# [Your instructions]
Beginning with the line that holds "the man's outstretched", please retype each line through the end of the listing below, both ends included, and nothing more.

# [Input data]
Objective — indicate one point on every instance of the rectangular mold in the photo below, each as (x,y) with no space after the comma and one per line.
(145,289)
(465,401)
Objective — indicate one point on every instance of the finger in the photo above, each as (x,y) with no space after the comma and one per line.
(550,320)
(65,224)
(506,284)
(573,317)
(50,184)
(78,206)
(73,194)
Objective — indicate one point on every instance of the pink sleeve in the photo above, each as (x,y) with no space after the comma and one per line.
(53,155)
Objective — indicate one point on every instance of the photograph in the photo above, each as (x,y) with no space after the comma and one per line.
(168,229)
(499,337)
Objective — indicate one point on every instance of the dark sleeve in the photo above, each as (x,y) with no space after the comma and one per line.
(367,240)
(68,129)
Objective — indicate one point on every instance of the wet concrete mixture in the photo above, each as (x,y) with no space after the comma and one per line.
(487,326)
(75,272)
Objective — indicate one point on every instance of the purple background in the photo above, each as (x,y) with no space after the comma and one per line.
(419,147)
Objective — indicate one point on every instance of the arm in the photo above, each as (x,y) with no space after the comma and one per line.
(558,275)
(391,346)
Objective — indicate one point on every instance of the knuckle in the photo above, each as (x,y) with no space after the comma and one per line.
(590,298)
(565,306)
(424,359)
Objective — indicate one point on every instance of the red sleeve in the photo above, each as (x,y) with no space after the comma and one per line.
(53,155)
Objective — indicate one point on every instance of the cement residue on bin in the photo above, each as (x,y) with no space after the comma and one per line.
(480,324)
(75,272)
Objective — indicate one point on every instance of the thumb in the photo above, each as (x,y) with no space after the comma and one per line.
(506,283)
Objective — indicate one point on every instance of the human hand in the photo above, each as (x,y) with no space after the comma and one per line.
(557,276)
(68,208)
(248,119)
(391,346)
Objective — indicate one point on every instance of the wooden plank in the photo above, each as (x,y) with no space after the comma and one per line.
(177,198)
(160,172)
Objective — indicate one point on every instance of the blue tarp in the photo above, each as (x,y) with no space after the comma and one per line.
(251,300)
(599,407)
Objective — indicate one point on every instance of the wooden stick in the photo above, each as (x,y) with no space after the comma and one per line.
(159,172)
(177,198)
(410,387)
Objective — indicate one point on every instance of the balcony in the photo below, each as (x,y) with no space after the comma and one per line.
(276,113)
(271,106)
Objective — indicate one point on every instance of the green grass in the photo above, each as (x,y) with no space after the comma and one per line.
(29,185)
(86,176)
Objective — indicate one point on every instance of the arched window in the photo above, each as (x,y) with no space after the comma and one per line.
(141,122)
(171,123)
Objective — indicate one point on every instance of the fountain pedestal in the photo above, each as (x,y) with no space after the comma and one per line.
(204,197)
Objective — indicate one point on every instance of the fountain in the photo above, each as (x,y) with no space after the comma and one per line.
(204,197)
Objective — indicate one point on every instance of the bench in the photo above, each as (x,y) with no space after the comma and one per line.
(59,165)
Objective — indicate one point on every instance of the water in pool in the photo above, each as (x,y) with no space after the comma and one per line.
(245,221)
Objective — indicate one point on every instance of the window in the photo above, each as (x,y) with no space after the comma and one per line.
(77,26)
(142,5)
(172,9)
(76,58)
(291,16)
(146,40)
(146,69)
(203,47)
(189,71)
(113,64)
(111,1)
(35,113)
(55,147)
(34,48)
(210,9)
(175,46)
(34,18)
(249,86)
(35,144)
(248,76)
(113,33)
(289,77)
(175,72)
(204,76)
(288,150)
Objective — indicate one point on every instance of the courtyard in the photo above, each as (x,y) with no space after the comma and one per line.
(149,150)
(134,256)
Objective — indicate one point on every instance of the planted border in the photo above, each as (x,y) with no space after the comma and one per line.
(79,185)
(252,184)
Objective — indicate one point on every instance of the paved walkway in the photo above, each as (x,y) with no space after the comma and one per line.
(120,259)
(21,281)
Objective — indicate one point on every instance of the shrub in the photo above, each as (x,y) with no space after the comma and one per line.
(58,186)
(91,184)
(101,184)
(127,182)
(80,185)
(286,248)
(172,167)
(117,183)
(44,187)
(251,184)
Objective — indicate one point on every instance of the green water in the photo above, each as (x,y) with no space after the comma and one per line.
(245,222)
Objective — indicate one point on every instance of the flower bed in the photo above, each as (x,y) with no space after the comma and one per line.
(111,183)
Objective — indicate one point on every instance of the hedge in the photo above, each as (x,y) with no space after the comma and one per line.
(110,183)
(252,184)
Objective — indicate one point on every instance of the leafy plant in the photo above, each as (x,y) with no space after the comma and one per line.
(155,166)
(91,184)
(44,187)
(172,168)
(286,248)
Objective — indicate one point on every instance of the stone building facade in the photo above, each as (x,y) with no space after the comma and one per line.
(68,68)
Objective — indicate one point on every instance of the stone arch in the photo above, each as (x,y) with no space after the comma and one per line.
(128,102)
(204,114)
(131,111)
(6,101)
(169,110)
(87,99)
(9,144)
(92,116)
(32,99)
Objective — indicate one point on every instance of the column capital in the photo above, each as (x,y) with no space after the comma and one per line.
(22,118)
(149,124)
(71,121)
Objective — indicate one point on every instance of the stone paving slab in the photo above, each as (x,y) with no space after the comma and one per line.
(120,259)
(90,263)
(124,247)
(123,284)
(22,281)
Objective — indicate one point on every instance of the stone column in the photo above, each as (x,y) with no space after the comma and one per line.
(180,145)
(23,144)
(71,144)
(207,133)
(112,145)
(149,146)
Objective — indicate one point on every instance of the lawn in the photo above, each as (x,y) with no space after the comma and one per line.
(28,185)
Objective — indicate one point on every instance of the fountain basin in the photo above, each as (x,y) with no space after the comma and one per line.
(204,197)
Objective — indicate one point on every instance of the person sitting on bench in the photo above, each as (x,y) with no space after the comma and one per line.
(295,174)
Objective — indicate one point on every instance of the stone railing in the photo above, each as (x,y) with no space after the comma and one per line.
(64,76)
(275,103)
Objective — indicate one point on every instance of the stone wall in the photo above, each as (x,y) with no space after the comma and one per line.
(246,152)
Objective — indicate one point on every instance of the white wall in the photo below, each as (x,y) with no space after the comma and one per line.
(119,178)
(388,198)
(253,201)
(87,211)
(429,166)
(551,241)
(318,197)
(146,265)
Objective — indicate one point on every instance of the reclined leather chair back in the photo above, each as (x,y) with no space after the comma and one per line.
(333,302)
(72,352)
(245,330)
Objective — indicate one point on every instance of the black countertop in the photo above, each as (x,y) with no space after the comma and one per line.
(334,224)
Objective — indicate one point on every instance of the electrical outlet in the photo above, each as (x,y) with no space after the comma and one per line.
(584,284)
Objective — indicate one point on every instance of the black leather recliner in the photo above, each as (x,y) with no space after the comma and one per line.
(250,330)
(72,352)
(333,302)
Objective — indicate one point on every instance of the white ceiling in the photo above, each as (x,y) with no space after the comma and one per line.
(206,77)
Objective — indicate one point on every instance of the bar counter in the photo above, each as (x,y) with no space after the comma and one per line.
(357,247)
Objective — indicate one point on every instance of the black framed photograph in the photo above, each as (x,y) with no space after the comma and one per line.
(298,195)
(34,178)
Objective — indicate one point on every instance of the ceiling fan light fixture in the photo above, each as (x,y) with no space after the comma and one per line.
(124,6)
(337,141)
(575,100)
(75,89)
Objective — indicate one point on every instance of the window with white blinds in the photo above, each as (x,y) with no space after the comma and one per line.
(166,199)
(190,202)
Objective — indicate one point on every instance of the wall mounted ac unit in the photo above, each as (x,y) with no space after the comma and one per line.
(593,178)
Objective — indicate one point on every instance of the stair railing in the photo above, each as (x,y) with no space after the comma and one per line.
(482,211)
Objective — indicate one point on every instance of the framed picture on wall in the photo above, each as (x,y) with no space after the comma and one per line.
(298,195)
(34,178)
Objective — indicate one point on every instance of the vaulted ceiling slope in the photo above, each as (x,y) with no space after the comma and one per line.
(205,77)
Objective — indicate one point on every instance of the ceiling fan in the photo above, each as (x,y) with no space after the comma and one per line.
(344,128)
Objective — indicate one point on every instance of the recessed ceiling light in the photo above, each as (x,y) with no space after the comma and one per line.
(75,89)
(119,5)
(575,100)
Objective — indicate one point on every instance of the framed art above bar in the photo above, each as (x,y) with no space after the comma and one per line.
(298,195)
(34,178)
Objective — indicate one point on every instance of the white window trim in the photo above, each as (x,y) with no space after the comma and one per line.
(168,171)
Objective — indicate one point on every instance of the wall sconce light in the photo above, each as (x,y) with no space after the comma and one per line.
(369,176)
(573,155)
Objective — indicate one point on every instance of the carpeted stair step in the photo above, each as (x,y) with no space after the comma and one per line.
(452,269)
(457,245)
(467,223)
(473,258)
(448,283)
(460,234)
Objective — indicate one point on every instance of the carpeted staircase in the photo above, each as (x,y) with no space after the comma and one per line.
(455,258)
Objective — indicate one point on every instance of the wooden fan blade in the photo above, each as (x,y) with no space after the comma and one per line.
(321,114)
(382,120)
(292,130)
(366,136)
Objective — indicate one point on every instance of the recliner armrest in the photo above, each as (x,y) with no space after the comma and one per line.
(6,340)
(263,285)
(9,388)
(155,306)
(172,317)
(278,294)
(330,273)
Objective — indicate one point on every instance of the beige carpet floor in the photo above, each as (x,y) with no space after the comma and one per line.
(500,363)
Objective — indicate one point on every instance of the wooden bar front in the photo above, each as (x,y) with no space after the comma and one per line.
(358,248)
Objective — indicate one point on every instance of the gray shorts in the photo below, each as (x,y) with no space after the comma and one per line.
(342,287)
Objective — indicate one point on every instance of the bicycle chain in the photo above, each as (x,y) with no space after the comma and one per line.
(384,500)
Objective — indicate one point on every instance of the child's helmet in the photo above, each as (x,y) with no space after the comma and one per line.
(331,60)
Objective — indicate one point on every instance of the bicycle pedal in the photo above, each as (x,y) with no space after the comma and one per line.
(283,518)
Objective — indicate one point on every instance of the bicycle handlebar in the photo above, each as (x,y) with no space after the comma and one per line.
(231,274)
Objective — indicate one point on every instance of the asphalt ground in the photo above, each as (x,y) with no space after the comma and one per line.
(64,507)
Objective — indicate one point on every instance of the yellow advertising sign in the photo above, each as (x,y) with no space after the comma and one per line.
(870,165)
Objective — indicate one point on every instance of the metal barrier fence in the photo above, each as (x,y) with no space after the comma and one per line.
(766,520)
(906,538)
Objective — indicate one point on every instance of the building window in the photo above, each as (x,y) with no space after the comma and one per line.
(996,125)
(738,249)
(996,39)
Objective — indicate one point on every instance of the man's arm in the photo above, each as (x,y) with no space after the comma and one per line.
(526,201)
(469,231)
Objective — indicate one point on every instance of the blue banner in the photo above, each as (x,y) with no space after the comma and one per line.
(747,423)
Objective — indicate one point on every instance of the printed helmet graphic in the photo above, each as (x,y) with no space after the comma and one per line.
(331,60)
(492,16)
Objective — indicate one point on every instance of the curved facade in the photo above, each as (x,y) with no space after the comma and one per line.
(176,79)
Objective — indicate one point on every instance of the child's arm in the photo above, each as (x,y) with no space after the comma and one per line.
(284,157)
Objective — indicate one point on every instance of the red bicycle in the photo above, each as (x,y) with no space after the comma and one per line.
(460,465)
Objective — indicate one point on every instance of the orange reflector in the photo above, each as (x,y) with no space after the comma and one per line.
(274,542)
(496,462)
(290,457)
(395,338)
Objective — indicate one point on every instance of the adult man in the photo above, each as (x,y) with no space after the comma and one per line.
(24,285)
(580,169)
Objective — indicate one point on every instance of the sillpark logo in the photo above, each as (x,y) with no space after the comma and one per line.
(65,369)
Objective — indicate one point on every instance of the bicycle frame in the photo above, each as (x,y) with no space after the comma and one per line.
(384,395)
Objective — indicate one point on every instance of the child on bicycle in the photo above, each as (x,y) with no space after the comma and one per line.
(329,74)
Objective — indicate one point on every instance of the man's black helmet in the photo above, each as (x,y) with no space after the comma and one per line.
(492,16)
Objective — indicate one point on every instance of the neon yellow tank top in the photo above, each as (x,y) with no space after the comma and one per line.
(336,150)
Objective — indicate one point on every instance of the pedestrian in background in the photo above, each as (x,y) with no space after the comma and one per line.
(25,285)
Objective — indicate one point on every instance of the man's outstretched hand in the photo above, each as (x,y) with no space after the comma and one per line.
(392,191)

# [Answer section]
Objective — indicate one point on every instance of the man's outstretched hand in the photo above, each as (x,y) with no space after the comma and one per line.
(392,191)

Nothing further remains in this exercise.